GIVEN TEXT:
Over the next couple days, the family’s house was flooded with medical supplies, therapy machines and all the equipment that would now become part of their life.
Losing their baby
For the next year, Ivy’s health rapidly declined. She never learned to crawl and was losing the skills she previously had acquired.
“Things happened that we didn’t even see happening,” Shelly says. “The skills she was losing, I didn’t even see happening until I went back. That’s the way Rett works. It’s like, when we went for her two-year birthday pictures, I realized she completely lost the skill of sitting alone.”
Shelly describes Rett syndrome as a combination of autism, cerebral palsy and Parkinson’s disease. Ivy also suffers from seizures, which were moderately under control until earlier this week, when she was hospitalized in the intensive care unit after a horrific episode.
Ivy is currently at home and stabilized, but her discomfort is continuous.

TASK REQUIREMENTS:
a) Rewrite the passage about Ivy from "Shelly describes Rett" down to "discomfort is continuous.", swapping "intensive care unit" for "ICU".
b) Write the next part of the passage about Ivy, picking up after its final sentence.
The data after this point is separate from the passage about Ivy.

EXTRACTED ENTRIES:
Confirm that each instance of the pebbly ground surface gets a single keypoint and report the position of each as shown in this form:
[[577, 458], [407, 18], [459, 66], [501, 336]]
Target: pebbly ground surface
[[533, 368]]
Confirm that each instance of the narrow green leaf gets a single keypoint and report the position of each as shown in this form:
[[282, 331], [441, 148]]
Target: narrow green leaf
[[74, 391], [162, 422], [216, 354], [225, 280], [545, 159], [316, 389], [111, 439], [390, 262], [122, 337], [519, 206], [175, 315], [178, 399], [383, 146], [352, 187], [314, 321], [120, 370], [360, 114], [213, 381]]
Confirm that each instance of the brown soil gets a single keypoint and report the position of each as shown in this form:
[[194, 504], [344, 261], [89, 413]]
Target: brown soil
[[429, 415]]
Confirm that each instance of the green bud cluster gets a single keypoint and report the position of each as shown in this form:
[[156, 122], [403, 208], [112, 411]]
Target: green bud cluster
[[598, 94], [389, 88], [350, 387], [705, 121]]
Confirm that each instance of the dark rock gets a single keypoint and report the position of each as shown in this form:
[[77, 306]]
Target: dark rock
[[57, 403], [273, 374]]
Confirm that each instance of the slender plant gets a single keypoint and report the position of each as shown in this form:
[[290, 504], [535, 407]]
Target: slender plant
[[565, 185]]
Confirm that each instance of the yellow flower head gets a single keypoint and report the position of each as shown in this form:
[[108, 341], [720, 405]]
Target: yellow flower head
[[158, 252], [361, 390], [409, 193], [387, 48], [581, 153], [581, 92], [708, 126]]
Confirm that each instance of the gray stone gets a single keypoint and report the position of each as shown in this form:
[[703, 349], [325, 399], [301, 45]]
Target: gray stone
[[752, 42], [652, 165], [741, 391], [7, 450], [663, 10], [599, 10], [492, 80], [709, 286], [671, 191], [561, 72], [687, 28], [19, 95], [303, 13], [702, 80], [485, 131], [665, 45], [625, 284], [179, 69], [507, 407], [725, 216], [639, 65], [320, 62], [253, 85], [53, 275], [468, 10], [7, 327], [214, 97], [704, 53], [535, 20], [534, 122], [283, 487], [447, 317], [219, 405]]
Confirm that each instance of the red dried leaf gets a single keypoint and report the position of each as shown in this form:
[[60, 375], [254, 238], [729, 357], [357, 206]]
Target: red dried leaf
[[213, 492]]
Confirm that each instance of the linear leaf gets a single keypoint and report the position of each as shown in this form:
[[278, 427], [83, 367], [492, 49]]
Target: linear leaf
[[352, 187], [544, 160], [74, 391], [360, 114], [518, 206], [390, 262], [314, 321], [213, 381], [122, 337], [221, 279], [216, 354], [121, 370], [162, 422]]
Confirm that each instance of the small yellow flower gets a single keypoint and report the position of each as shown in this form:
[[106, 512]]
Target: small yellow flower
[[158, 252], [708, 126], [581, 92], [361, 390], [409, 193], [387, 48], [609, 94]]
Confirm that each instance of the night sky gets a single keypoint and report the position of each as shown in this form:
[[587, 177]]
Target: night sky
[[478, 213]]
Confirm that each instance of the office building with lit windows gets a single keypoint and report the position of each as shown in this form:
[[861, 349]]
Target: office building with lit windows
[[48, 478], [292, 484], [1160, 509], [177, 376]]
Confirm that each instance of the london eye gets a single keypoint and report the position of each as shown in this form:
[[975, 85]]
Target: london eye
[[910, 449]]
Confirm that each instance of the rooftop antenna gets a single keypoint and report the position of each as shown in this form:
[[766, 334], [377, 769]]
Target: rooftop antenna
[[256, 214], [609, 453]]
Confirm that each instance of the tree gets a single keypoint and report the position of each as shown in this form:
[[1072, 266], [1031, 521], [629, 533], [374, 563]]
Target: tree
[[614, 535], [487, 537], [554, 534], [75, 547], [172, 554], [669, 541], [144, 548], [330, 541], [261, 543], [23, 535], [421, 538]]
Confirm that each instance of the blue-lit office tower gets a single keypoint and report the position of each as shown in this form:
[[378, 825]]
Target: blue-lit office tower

OUTPUTS IN ORDER:
a)
Shelly describes Rett syndrome as a combination of autism, cerebral palsy and Parkinson’s disease. Ivy also suffers from seizures, which were moderately under control until earlier this week, when she was hospitalized in the ICU after a horrific episode.
Ivy is currently at home and stabilized, but her discomfort is continuous.

b)
“The worst part is the pain and the crying,” Shelly says. “There is nothing I can do to alleviate it. It’s gotten better, but only because of very strong narcotics. What’s odd is things like ibuprofen help more than the narcotics, but she can’t take them because she gets a gastrointestinal bleed. They think it’s nerve pain, so it’s hard to treat and control.”
On average, both Ivy and Shelly sleep just three hours per night. Days are spent trying to keep the pain at bay while attempting to give Ivy some semblance of a normal routine.
“She can tap a button to play with toys, but that’s starting to get hard,” Shelly says. “She likes things that respond with music when she hits the button.”
As far as interacting with her sister, Ivy can’t communicate her needs – but their bond transcends the disability.
“Isabel knows Ivy is different, but it’s normal to her,” Shelly explains. “She doesn’t realize everyone doesn’t have an Ivy. Sometimes, she comes up to Ivy when she’s crying, and she stops. She responds well to her. Isabel knows that we have to help her sister, and she doesn’t get upset or frustrated.”
Thankfully, Shelly discovered the Tobii, an eye-tracking device that helps Ivy communicate. She describes it as a touch-screen computer with a retina reader.
“It makes you realize how smart she is,” Shelly says. “We found an ear infection because of the Tobii. And her stomach, which was twisted earlier this year, every day, Ivy would (say) ‘My stomach hurts … Will you help me?’ It’s hard to make people understand that, mentally, she is on par with Isabel, but she’s trapped inside her deteriorating body.”
Her only wish ...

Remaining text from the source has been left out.